▶
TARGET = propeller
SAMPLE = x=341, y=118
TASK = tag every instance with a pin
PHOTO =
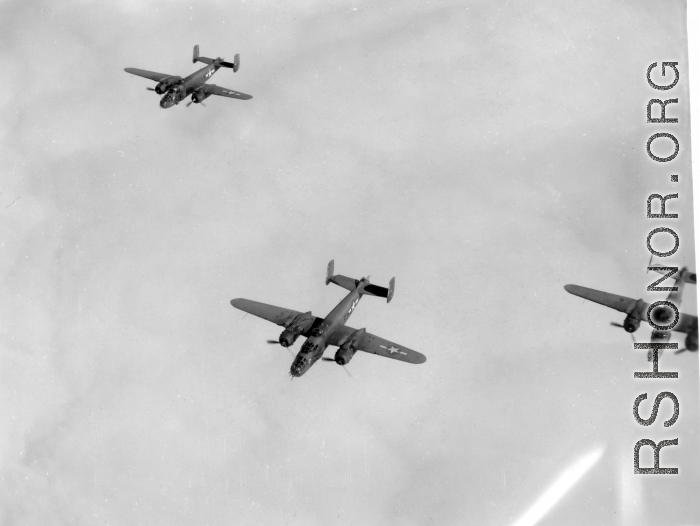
x=325, y=359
◀
Task instructions.
Output the records above exactly as they are, leaving out the pictures.

Exercise output.
TARGET = propeller
SAMPLE = x=341, y=118
TASK = tag every instance with a pin
PHOTO =
x=325, y=359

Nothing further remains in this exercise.